== ACTION ITEM ==
Scan the listing below for the word "sign" and copy every line where it occurs.

--- DATASET CONTENT ---

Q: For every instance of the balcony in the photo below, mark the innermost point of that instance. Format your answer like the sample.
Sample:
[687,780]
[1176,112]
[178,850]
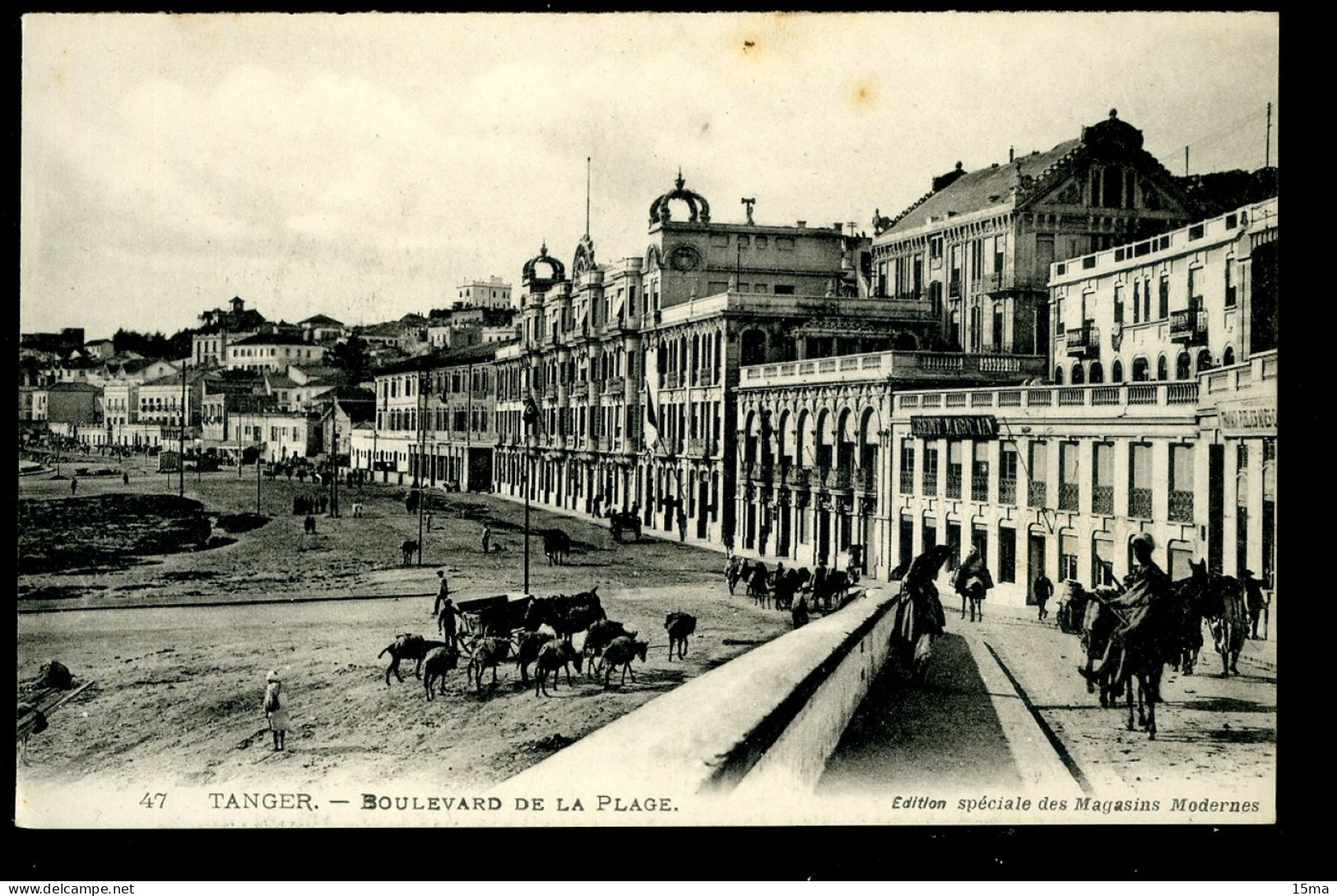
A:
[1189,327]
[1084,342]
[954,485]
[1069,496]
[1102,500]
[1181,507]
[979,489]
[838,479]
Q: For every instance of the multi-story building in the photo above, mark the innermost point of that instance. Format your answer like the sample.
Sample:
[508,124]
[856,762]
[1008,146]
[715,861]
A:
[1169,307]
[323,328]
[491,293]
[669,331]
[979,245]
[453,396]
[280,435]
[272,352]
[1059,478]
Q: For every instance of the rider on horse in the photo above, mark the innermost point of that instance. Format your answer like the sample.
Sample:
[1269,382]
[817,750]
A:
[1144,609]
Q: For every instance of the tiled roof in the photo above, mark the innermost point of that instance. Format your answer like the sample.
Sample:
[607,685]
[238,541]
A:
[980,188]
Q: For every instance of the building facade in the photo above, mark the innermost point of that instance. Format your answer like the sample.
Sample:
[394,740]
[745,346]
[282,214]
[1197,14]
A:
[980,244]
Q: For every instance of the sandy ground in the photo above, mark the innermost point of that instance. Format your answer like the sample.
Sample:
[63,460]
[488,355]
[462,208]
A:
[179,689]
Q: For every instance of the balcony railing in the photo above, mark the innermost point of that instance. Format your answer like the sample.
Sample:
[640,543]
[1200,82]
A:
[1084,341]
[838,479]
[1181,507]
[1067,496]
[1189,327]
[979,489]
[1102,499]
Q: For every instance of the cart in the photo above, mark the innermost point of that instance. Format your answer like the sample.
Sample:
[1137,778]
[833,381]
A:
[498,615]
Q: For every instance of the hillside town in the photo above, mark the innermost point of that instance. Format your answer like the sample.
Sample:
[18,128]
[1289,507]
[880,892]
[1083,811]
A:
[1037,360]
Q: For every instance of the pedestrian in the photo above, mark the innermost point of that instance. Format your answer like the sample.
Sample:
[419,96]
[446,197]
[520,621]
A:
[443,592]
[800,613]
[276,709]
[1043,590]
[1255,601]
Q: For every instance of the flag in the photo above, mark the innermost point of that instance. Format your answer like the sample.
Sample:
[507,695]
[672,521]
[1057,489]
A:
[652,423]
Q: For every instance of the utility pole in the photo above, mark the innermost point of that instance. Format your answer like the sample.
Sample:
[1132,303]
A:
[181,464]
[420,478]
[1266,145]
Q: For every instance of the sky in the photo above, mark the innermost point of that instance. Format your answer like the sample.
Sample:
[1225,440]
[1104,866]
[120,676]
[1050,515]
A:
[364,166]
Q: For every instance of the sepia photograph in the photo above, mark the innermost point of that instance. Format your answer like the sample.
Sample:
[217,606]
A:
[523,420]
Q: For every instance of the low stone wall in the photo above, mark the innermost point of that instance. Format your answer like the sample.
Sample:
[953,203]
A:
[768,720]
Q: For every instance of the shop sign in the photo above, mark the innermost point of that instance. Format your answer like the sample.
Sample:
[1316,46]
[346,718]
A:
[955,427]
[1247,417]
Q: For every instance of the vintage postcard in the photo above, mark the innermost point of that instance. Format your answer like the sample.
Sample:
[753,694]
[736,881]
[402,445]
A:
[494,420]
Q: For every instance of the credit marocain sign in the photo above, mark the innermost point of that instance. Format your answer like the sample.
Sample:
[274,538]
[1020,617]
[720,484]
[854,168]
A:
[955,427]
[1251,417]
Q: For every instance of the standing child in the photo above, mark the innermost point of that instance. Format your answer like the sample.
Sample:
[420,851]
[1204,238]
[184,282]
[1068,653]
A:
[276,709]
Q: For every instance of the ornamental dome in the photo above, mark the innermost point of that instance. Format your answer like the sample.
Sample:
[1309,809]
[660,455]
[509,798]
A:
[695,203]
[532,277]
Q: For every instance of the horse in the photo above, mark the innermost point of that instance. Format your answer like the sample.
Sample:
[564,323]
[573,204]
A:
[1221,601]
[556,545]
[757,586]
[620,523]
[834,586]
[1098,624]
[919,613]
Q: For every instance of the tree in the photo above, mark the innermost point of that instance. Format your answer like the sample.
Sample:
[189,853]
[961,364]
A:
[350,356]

---

== SOLUTION ==
Q: For every instance of the shop sign in the photo above, mark the innermost point of that instance. Format your answer like the sample.
Q: For every instance of the credit marocain sign in the photo above, mark the innermost point of that instance. Format your answer like the sample.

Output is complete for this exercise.